TASK TO CARRY OUT
Pick each line containing "below" out of the records.

[Referring expression data]
::::

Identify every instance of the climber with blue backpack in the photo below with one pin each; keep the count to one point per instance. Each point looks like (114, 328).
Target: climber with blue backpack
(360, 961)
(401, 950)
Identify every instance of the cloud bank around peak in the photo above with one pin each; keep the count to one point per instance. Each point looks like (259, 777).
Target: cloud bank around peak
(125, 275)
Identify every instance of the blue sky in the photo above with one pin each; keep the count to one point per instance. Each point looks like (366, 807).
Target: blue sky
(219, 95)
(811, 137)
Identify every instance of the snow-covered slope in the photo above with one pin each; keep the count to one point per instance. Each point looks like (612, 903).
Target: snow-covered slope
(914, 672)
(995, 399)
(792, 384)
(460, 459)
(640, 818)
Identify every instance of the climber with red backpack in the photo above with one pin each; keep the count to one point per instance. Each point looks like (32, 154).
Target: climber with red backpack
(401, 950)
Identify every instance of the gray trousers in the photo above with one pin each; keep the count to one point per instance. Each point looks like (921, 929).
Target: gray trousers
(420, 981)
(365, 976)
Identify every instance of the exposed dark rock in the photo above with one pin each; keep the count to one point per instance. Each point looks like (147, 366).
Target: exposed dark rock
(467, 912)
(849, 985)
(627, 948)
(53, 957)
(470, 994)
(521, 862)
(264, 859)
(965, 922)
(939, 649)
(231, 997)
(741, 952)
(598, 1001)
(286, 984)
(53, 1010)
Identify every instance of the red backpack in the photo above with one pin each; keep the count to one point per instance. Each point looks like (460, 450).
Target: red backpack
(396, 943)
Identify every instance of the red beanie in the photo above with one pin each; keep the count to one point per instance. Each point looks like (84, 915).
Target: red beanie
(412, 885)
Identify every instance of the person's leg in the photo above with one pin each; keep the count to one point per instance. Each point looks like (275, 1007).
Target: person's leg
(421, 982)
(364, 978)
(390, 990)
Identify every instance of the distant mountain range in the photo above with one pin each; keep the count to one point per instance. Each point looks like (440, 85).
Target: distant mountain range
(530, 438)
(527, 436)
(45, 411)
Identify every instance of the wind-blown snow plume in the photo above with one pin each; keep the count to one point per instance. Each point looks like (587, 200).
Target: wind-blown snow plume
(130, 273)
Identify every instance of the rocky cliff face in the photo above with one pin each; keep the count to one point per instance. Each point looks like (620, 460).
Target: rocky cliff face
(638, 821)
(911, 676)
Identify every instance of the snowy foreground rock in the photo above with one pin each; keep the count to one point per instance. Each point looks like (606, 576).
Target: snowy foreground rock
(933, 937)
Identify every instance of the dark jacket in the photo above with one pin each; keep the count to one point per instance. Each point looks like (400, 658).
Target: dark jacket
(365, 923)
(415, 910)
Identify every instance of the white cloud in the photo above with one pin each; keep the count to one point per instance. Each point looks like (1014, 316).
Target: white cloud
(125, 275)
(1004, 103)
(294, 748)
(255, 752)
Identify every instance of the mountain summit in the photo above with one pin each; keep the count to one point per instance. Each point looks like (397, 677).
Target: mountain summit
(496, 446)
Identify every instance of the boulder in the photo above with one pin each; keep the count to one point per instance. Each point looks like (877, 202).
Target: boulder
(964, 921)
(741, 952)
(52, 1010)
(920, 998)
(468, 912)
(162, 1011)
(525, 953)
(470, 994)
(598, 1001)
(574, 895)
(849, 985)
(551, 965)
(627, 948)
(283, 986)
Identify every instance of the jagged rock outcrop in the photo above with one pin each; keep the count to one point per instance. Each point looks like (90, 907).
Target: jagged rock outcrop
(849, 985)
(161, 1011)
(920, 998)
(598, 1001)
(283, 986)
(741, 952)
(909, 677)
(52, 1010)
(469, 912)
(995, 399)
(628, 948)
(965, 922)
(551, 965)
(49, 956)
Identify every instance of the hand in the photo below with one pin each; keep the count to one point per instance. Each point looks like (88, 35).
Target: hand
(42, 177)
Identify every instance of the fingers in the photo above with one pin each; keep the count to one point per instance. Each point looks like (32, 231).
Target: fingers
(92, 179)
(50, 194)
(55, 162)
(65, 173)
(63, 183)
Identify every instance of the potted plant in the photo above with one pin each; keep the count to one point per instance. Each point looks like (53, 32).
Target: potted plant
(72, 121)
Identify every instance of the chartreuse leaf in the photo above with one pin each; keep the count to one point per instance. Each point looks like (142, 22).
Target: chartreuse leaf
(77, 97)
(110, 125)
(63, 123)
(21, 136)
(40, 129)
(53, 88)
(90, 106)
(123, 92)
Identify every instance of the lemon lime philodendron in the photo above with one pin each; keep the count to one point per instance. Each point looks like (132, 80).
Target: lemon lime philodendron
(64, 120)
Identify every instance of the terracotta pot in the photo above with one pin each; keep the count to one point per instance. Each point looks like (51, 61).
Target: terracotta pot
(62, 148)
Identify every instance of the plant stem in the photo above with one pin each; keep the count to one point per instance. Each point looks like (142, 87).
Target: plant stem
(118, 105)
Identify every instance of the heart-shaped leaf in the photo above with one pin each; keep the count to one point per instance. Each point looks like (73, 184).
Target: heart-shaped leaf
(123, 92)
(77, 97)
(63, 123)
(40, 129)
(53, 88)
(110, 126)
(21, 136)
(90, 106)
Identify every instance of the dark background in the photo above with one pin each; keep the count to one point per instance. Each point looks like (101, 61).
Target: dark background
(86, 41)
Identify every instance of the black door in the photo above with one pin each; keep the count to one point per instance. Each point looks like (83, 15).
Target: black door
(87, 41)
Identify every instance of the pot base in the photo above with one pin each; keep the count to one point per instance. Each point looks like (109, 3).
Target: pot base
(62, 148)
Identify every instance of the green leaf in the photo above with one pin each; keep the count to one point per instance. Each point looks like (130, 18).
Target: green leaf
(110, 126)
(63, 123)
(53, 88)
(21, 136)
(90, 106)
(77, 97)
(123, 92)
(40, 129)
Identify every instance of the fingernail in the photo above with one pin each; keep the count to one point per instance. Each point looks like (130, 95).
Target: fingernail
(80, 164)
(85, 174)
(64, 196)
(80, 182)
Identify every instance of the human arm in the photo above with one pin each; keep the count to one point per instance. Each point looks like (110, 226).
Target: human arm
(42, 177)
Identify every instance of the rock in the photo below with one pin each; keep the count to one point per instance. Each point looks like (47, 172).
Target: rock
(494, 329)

::::

RESULT
Identify every instance of the climber with blue backpack in the photo below with one pin each; keep the count to one point per instance. Each point looks like (114, 328).
Identify every instance of the hand in the photo below with one pin each; keep the count to one point per instance. Each point looks like (88, 35).
Identify every instance of the rock in the photo below with one pin each; keep the count to one point per instance. Each point looks like (47, 172).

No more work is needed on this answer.